SELECTION -
The goal of this workshop is to 1. Explore bootstrapping * See the implementation steps * Show subtleties of reported results 2. Introduce Bayesian Econometrics * Brief discussion of Bayes Rule * Markov Chains and the Metropolis-Hastings Sampler * Simple example estimating mean and standard deviation * Application to Tobias and Koop * Heirarchical Models * Show you three different samplers
#load python libraries for this ipython notebook:
import numpy as np # numpy linear algebra library
import pandas as pd # pandas data manipulation library
import scipy.stats as scipy # access to stats libraries
import emcee as emcee # a bayesian library
#load pymc3 libraries (another Bayesian Library)
import imp
pm = imp.load_module("pymc3", *imp.find_module("pymc", ["/home/robhicks/Dropbox/notebooks/pymc3/pymc"]))
In class, we looked at these estimation methods: 1. Linear Model 2. Maximum Likelihood 3. Generalized Method of Moments
Leaving these as major estimation paradigms you haven't seen: 4. Bayesian Estimation 5. Non-parametric Estimation
In what follows, we will replicate our Bootstrapping work in Ipython (so we can compare to Bayesian Methods) and then move on to Bayesian Estimation.
Note: the appeal of Bayesian modeling is to tackle computationally challenging models and the implementation of an OLS model is fairly trivial, but gives us a point of comparison since we know the OLS model very well. At the end of these notes, we show how Bayesian Econometrics opens the door to very rich models, that are difficult to replicate using frequentist methods.
tobias_koop=pd.read_csv('http://rlhick.people.wm.edu/econ407/data/tobias_koop_t_4.csv')
tobias_koop.head()
tobias_koop.describe()
# explore distribution of ln_wage (dv)
tobias_koop.ln_wage.plot(kind='hist')
# run OLS regression:
results = pd.ols(y=tobias_koop['ln_wage'], x=tobias_koop[['educ','pexp','pexp2','broken_home']])
results
These s.e.'s aren't robust (don't match stata output), so let's bootstrap. The statsmodels package has a robust and bootstrap option (see http://statsmodels.sourceforge.net/stable/rlm.html for the robust OLS model). In general, you should use the canned routines, but we present the following for educational purposes only to make explicit what the bootstrap is doing.

EXTRACTED INFORMATION -
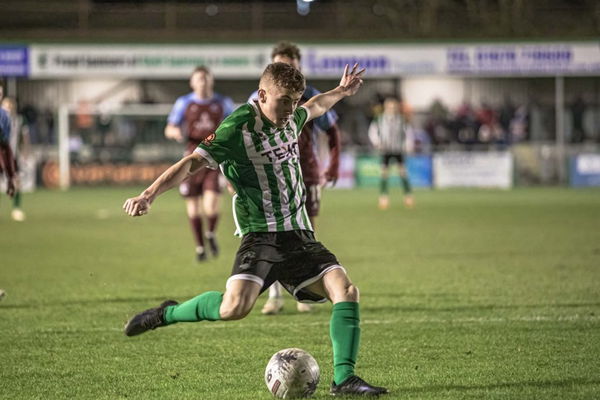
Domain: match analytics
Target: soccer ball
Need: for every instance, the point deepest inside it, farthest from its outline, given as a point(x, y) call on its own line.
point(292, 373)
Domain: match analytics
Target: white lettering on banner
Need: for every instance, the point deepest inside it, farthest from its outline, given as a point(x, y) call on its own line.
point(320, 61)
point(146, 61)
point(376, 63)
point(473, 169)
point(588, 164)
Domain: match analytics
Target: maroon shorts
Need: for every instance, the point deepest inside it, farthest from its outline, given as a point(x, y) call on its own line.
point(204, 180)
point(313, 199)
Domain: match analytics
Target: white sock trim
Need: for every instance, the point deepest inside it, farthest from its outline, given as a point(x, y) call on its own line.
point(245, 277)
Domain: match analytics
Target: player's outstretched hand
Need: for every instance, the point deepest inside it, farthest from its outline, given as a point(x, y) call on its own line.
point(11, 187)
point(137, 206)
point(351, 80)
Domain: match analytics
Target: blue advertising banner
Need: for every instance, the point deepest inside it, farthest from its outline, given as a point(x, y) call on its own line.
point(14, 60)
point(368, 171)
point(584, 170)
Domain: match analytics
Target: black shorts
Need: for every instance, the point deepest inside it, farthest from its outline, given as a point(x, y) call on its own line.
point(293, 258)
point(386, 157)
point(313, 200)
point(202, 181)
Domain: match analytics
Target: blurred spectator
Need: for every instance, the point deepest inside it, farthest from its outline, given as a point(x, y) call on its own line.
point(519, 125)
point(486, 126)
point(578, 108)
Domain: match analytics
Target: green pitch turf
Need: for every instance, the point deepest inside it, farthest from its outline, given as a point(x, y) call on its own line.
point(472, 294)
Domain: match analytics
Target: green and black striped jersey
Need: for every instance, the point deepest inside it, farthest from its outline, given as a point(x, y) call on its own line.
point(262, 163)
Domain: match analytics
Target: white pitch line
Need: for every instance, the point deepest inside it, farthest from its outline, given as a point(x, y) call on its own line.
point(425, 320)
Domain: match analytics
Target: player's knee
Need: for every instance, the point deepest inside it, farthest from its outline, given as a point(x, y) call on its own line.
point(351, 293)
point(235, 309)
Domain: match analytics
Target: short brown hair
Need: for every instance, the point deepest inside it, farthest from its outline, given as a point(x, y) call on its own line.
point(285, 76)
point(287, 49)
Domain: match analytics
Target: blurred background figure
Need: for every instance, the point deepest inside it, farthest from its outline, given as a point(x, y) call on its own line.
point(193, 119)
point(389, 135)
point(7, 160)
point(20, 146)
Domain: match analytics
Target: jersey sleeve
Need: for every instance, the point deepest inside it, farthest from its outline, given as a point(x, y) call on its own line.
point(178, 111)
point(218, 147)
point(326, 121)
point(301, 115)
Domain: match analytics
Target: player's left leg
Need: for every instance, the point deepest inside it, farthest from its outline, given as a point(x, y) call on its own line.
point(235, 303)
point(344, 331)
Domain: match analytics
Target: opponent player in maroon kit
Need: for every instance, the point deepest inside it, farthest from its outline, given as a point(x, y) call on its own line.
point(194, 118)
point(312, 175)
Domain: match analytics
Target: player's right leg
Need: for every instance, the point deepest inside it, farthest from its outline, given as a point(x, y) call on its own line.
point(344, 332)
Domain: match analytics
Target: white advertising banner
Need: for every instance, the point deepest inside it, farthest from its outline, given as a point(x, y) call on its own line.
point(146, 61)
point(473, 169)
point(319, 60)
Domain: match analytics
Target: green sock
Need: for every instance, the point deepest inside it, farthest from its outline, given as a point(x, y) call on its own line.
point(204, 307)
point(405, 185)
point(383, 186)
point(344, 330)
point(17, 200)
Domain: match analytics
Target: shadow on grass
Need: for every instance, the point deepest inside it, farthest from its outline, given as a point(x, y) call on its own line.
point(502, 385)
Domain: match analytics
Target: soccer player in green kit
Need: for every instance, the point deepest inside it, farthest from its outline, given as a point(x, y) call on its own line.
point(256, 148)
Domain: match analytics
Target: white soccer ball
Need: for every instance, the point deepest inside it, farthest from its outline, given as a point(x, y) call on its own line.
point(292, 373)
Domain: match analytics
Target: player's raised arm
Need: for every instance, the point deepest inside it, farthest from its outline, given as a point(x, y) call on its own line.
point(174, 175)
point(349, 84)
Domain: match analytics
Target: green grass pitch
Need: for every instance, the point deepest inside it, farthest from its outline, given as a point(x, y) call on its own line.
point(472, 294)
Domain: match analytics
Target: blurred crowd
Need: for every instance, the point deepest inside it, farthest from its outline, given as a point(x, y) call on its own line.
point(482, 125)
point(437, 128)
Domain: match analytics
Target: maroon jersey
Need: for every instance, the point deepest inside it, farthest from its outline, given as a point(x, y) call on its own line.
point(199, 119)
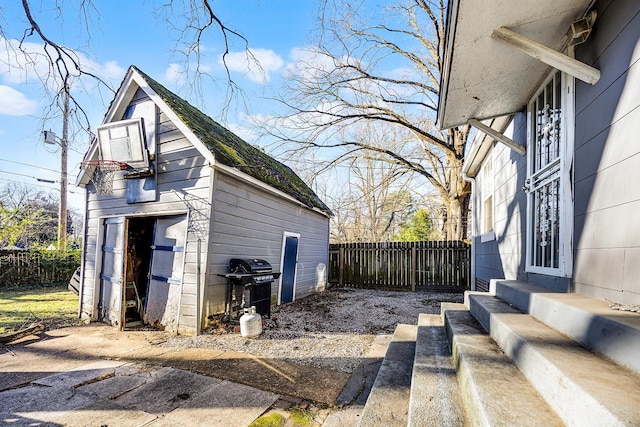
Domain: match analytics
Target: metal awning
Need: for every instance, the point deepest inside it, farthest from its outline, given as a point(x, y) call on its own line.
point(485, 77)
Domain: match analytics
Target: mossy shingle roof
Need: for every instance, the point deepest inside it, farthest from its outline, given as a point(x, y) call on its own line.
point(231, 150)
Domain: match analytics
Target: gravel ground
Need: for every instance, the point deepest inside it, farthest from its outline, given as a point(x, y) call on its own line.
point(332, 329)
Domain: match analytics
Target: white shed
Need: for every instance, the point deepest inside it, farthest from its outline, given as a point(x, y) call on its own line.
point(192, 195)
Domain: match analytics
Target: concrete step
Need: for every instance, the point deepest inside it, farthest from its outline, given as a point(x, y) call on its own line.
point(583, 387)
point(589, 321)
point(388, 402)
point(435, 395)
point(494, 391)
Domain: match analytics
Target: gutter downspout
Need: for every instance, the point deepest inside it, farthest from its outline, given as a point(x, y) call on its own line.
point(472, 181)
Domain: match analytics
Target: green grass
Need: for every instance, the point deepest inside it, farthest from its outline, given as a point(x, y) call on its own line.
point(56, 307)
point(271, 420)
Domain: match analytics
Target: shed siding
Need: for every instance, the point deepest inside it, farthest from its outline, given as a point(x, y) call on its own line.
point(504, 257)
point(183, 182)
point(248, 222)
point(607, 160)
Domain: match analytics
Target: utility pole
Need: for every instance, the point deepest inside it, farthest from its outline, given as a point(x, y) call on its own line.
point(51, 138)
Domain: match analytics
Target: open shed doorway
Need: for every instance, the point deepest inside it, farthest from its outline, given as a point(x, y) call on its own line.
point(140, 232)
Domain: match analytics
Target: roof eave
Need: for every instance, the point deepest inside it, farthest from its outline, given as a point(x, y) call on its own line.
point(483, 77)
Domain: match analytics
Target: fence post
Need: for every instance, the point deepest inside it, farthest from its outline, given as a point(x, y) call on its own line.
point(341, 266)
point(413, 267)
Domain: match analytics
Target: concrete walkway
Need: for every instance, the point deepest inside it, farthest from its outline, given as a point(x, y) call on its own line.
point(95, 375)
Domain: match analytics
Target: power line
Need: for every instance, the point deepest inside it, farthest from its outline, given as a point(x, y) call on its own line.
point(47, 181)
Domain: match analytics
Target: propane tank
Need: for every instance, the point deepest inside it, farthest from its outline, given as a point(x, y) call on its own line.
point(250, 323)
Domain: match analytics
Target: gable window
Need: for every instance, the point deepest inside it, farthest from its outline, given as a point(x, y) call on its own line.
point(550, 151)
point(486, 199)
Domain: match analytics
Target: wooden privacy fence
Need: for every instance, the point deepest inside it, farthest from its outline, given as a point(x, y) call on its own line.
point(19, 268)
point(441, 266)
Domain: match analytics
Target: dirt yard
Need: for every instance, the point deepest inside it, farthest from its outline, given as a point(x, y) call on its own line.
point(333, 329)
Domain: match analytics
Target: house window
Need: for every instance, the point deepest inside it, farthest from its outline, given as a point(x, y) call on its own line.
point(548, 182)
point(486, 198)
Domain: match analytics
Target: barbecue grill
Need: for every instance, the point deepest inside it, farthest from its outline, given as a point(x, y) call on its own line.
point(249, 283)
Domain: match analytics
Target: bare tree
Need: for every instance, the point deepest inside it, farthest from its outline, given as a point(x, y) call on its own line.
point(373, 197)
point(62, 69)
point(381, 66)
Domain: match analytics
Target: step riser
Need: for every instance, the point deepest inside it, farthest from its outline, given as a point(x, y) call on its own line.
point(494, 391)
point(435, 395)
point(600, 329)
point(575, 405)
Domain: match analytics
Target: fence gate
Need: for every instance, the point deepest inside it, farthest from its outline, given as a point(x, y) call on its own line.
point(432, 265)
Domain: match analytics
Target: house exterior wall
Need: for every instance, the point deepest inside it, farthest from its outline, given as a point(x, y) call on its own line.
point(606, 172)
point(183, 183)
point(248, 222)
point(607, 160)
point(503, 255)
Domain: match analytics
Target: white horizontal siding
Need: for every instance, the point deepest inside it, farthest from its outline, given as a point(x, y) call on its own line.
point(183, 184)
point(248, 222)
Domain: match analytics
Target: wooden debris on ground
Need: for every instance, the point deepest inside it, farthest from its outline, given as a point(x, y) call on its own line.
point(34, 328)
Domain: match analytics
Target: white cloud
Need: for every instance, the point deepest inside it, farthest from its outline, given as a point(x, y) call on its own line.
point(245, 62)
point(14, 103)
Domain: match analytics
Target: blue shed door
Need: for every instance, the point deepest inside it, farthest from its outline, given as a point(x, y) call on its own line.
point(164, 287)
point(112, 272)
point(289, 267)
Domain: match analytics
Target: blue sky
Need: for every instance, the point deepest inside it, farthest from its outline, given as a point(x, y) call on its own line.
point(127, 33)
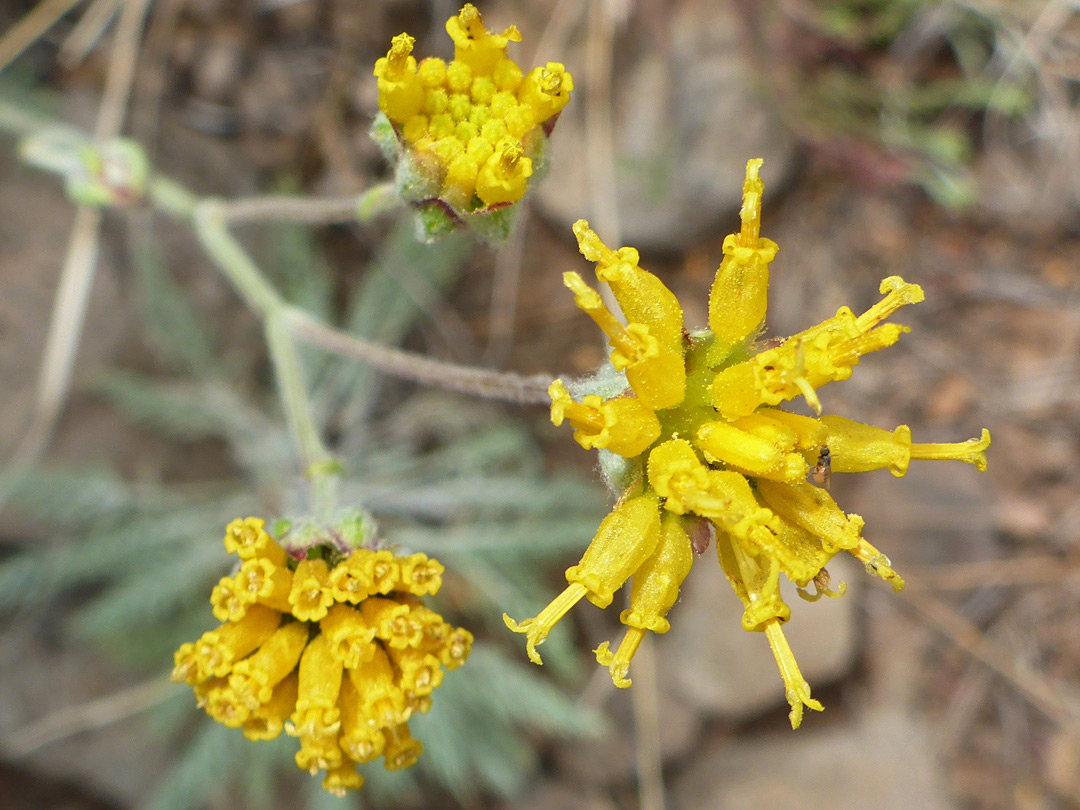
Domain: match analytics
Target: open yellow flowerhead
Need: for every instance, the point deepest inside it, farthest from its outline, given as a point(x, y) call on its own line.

REQUIRED ACTIONS -
- a) In the workshop notes on bootstrapping and Bayesian econometrics, which two major estimation paradigms does the class not yet cover?
- b) Do these statements agree with the workshop notes on bootstrapping and Bayesian econometrics? Answer yes or no for each, and quote the deciding words.
(i) The notes load pymc3 as a second Bayesian library alongside emcee.
(ii) The OLS standard errors match the Stata output.
(iii) The workshop promises to show four different samplers.
- c) Can you carry the workshop notes on bootstrapping and Bayesian econometrics forward from their last sentence?

RESPONSES TO THE EXERCISE -
- a) Bayesian Estimation and Non-parametric Estimation.

- b)
(i) Yes: "#load pymc3 libraries (another Bayesian Library)"
(ii) No: "These s.e.'s aren't robust (don't match stata output)"
(iii) No: "Show you three different samplers"

- c)
Steps: 1. Loop \(R\) times (\(R\) = # of boostrapped replicates) 2. For each \(r\in R\), sample \(N\) times with replacement from \(\mathbf{Y}\) and \(\mathbf{X}\), noting that \(N\) is equal to the number of observations in the original dataset \(\mathbf{Y}\) and \(\mathbf{X}\). Denote each of these samples as \(\mathbf{X}_r\) and \(\mathbf{Y}_r\) 3. Estimate an OLS model and recover estimate for replicate \(r\): \(\hat{\beta}_r = (\mathbf{X}_r'\mathbf{X}_r)^{-1}\mathbf{X}_r'\mathbf{Y}_r\) 4. Store results 5. Calculate the standard deviation (our estimate for the s.e.) of each parameter estimate, or construct non-parametric confidence intervals (preferred)
R = 400
results_boot = np.zeros((R,results.beta.shape[0]))
row_id = range(0,tobias_koop.shape[0])
for r in range(R):
this_sample = numpy.random.choice(row_id, size=tobias_koop.shape[0], replace=True) # gives sampled row numbers
# Define data for this replicate:
tobias_koop_r = tobias_koop.iloc[this_sample]
# Estimate model
results_r = pd.ols(y=tobias_koop_r['ln_wage'], x=tobias_koop_r[['educ','pexp','pexp2','broken_home']])
# Store in row r of results_boot:
results_boot[r,:] = np.asarray(results_r.beta)
# Convert results to pandas dataframe for easier analysis:
results_boot = pd.DataFrame(results_boot,columns=['b_educ','b_pexp','pexp2','b_broken_home','b_Intercept'])
results_boot.head(10) # the first 10 replicates
results_boot.b_educ.plot(kind='hist')
results_boot.describe(percentiles=[.005,.025,.05,.5,.95,.975,.995])
Let's plot our bootstrap replicates, by parameter. Note that the values of each of these replicates are completely independent (or should be). Replicate 3 doesn't in any way inform us about replicate 4.
replicate= np.arange(R)
# plot point estimate and confidence intervals:
plt.figure(figsize=(14, 10), dpi=200)
lw = 1
plt.subplot(521)
plt.ylabel("Intercept")
plt.plot(replicate, results_boot.b_Intercept, label="Intercept",lw=lw)
plt.subplot(522)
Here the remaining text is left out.